* [EXERCISE AIM] All that is needed is each line of the entries holding the word "protest", copied as it stands.

* [TASK INPUTS]
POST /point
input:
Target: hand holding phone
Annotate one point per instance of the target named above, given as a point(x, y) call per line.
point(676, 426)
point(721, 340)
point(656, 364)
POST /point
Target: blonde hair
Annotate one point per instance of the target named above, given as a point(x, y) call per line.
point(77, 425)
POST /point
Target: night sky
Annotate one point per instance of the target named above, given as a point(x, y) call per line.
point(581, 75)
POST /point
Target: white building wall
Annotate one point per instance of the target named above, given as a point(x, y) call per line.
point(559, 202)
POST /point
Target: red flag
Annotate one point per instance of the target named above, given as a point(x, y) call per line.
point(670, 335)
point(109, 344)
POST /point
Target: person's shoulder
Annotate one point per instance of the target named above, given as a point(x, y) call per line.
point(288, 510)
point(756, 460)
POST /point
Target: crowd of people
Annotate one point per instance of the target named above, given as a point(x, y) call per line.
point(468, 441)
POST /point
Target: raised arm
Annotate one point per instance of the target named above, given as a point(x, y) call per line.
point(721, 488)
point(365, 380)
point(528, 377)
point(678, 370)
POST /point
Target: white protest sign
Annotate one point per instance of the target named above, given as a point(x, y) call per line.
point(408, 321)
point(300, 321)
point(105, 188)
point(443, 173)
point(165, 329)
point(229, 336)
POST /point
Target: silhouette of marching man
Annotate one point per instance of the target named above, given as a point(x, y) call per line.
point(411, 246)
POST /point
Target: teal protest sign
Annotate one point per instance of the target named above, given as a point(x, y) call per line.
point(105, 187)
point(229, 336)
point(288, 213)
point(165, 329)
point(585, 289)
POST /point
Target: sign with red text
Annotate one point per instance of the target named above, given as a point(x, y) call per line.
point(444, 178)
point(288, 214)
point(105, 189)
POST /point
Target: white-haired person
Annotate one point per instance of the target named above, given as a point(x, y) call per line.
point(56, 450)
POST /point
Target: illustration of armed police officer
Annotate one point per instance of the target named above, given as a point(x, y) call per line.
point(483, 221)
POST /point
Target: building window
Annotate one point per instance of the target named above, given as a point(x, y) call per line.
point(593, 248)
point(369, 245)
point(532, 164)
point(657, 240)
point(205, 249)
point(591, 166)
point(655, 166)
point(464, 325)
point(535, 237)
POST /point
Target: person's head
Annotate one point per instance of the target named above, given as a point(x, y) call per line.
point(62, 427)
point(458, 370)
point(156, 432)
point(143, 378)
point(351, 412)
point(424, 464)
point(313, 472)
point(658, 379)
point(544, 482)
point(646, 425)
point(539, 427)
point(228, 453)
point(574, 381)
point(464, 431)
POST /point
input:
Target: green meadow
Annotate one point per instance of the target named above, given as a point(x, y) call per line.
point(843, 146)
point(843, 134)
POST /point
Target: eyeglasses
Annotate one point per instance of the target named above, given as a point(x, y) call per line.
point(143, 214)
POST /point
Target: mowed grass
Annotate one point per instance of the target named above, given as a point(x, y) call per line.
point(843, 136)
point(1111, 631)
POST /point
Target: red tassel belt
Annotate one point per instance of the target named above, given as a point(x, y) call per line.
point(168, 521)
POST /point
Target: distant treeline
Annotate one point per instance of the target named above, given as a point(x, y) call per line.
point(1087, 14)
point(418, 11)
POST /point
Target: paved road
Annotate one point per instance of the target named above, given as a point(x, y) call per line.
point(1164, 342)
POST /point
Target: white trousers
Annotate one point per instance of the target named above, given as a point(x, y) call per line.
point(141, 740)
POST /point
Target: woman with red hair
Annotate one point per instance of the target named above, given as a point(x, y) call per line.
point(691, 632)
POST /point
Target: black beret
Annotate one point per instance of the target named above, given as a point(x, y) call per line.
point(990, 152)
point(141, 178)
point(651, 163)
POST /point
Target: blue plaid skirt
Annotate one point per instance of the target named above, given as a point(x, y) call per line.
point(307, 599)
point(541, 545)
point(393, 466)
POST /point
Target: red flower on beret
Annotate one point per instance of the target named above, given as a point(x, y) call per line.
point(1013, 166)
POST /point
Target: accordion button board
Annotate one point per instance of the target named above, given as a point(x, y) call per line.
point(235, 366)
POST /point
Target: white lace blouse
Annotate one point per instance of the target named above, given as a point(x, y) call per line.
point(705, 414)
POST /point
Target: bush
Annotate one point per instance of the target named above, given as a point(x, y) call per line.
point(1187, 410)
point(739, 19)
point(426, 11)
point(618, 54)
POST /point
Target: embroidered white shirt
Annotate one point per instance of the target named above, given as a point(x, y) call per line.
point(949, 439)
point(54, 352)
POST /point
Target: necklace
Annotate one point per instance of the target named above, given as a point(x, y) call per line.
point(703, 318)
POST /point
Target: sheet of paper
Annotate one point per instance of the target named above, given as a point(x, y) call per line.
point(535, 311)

* [WRITTEN REPLY]
Target: white protest sign
Target: teal protest sign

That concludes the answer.